What the task requires: Copy the part of the beet soup recipe that begins at the words "This vibrant dish" and stops after "calories per cup.", keeping every word and mark unchanged.
[begin Passage to read]
Beet Soup (Zupa Botwinkowa)

This vibrant dish holds a truly special place in my family's heart, making it our all-time favorite culinary delight. Its rich, earthy hues and abundant nutritional content never fail to evoke cherished memories of springtime gatherings and celebrations. Bursting with a myriad of enticing colors and essential nutrients, it serves as an exceptional source of folate and vitamin C. Furthermore, the leafy greens accompanying the beets provide an abundant supply of vital nutrients including potassium, calcium, iron, beta carotene, and additional vitamin C. In fact, according to folklore, beets are even attributed with the remarkable ability to alleviate headaches and various forms of discomfort, such as toothaches. Surprisingly, despite containing the highest sugar content among vegetables, beets remain remarkably low in calories, boasting just about 50 calories per cup.

Yield: 5 Litres

INGREDIENTS: you will need 6 litre stock pot

  • Bunch of beets (4-5 individual beets peeled and chopped) and green tops chopped finely

  • 1 medium chopped peeled parsnip

  • 2 medium organic carrots( no need to peel) chopped if you have green tops, save it to add along with beet tops

  • 1 chopped small leek

  • 1 chopped small onion

  • 1 medium yukon gold potato, peeled and chopped

  • 1 celery stalk chopped

  • 3.5 litres of vegetable broth plus extra filtered water

  • 2 fresh bay leaves

  • 4 large garlic cloves- finely chopped

  • 2-3 peppercorns

  • 2-3 allspice

  • 1 cup fermented beet juice( called beet kvass) refer to recipe under fermented foods

  • 1/2 cup of chopped fresh dill

  • 5 tablespoons of butter or avocado oil

  • 3 tablespoons of organic all purpose flour

  • 1 cup of 14% sour cream

  • sea salt and ground pepper for taste

  • Garnish to serve the soup: 6 medium size boiled yukon gold potatoes, 4 hard boiled eggs and finely chopped fresh dill and parsley.

INSTRUCTIONS:

  1. Chop all vegetables: beets, onion, carrots, celery, parsnip, garlic, leek & potato. Keep chopped beet greens aside until ready to add to soup at the end of cooking.
[end Passage to read]
[begin Information shown]
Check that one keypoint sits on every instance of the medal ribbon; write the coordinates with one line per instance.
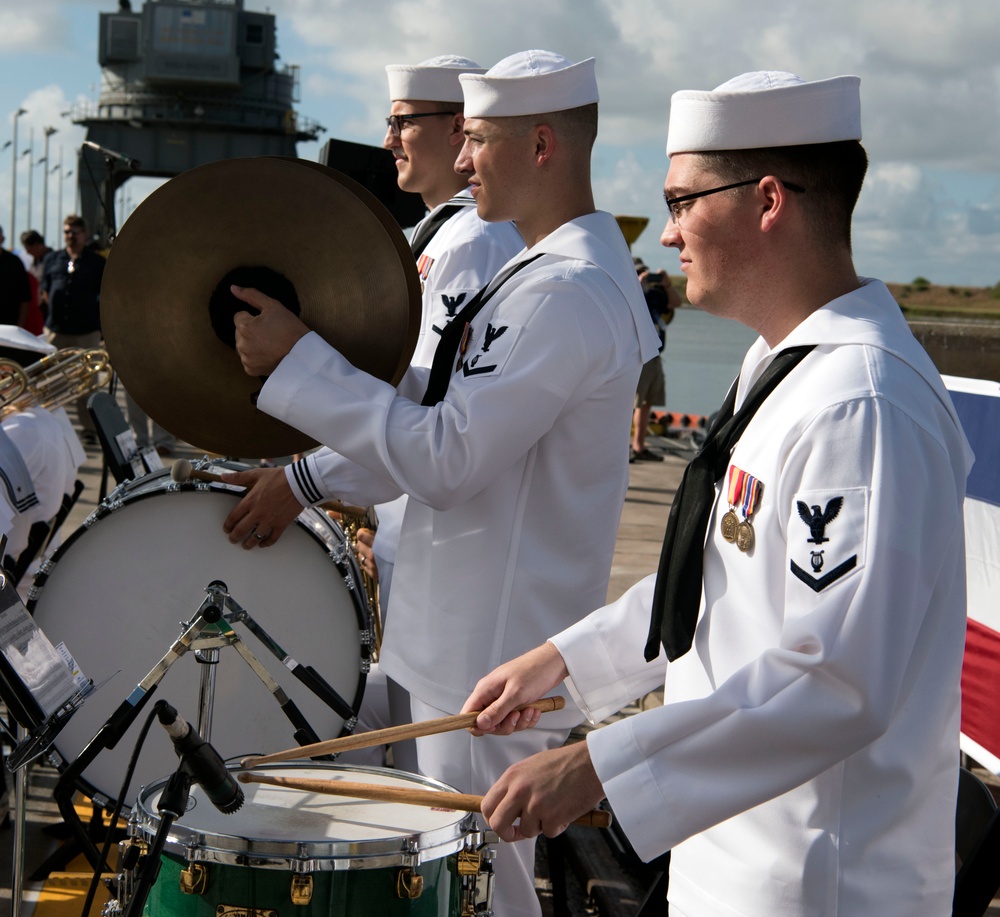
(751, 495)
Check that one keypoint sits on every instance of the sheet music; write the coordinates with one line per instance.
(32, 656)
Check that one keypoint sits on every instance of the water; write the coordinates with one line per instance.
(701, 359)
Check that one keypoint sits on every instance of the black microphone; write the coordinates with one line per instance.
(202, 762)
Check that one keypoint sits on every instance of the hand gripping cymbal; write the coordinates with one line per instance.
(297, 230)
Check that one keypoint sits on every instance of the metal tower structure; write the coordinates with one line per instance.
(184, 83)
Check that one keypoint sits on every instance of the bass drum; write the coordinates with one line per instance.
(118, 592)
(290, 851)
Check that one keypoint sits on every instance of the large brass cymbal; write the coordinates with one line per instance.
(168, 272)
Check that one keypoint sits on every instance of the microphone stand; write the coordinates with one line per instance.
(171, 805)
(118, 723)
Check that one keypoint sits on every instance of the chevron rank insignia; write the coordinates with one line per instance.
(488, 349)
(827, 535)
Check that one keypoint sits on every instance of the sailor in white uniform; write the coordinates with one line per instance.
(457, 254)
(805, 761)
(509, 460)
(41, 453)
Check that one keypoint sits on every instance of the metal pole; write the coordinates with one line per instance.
[end Information shown]
[begin Information shown]
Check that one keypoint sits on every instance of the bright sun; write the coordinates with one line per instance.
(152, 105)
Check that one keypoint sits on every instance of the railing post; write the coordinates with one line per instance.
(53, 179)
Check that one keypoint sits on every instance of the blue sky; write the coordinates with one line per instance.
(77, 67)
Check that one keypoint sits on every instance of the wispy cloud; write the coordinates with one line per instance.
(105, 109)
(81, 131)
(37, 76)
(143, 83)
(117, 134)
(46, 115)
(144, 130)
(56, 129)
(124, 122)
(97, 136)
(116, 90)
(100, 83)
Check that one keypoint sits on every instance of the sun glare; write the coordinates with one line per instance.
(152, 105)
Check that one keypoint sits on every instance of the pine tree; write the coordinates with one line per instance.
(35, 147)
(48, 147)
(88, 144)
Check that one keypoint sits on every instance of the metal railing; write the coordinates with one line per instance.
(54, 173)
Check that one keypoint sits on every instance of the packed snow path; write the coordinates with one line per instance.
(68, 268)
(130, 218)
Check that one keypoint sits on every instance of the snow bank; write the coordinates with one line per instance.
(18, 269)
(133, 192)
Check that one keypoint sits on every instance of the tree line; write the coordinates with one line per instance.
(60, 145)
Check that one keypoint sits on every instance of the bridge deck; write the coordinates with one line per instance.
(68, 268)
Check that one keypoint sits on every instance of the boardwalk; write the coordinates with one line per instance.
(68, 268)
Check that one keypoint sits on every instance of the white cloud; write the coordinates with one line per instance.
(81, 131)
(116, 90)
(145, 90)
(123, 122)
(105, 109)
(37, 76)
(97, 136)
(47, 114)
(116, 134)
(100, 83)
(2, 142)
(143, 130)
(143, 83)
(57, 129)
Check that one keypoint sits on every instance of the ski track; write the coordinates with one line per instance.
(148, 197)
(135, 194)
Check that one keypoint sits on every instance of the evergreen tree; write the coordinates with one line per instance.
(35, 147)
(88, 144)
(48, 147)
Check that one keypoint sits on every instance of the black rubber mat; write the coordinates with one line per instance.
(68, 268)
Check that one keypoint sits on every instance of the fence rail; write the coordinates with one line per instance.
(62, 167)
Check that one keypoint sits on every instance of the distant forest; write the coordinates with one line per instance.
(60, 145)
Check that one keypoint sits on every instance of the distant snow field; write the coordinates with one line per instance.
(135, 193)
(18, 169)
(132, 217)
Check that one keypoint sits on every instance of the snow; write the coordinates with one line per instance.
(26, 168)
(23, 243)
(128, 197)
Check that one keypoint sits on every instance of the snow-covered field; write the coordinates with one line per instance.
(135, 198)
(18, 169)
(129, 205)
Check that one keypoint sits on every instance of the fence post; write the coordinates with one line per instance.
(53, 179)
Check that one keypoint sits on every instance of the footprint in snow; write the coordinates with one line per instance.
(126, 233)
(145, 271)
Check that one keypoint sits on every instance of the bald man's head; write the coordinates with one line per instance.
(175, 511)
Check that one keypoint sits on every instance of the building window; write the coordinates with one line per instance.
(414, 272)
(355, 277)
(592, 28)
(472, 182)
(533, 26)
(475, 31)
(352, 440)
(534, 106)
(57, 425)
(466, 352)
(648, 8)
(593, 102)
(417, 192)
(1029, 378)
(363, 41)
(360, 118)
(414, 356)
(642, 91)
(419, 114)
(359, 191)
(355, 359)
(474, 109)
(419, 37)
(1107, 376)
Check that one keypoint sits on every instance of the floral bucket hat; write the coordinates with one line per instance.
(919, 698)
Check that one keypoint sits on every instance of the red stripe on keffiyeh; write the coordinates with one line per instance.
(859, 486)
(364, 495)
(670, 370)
[end Information shown]
[begin Information shown]
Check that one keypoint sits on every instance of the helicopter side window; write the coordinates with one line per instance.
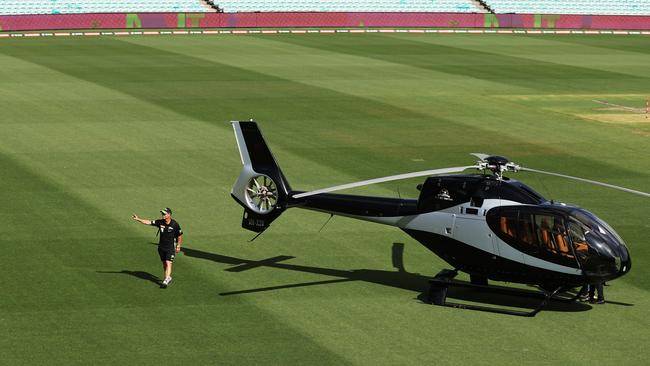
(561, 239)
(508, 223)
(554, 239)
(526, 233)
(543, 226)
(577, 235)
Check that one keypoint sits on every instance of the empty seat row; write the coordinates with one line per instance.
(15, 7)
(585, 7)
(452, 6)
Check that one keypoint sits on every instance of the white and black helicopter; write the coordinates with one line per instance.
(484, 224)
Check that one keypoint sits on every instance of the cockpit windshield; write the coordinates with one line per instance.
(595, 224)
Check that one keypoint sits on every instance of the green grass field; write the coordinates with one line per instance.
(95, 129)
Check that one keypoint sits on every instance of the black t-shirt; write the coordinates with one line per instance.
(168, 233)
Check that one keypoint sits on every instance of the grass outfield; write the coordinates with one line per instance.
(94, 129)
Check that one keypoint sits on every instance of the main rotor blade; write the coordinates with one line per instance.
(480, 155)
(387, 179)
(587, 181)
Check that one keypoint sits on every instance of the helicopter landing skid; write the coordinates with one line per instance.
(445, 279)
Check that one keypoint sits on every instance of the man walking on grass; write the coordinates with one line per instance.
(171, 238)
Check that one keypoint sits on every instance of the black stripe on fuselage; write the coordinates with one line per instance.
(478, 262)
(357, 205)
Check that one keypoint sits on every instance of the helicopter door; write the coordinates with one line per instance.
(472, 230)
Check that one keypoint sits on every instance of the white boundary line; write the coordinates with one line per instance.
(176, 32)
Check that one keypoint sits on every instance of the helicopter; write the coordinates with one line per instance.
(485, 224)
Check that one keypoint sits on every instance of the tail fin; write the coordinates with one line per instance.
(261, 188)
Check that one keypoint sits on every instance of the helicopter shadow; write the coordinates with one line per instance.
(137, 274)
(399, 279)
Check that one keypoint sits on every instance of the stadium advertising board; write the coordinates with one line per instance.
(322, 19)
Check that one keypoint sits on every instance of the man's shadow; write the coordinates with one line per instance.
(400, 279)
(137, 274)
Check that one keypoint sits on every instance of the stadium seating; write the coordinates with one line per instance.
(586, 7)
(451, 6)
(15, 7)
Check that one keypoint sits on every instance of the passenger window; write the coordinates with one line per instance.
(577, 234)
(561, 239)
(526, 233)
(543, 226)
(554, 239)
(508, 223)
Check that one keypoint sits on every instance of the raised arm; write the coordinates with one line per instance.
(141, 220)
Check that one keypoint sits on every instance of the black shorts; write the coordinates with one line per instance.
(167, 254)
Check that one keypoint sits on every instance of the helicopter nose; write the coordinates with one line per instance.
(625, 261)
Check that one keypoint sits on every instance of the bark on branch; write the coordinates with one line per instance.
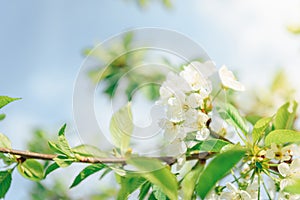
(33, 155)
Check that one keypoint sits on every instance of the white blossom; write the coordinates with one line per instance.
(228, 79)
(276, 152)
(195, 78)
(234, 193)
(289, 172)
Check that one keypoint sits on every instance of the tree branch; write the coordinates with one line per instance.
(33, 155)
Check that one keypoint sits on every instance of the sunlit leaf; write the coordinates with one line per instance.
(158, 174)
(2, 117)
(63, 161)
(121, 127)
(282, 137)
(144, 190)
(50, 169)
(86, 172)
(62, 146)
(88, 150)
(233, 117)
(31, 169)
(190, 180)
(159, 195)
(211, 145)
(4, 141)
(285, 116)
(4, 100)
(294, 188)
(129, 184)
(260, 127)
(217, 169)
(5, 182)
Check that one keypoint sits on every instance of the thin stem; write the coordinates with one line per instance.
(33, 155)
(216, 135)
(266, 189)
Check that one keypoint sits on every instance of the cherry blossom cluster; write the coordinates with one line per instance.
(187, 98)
[end Information shown]
Response for this exercise:
This vibrant dish holds a truly special place in my family's heart, making it our all-time favorite culinary delight. Its rich, earthy hues and abundant nutritional content never fail to evoke cherished memories of springtime gatherings and celebrations. Bursting with a myriad of enticing colors and essential nutrients, it serves as an exceptional source of folate and vitamin C. Furthermore, the leafy greens accompanying the beets provide an abundant supply of vital nutrients including potassium, calcium, iron, beta carotene, and additional vitamin C. In fact, according to folklore, beets are even attributed with the remarkable ability to alleviate headaches and various forms of discomfort, such as toothaches. Surprisingly, despite containing the highest sugar content among vegetables, beets remain remarkably low in calories, boasting just about 50 calories per cup.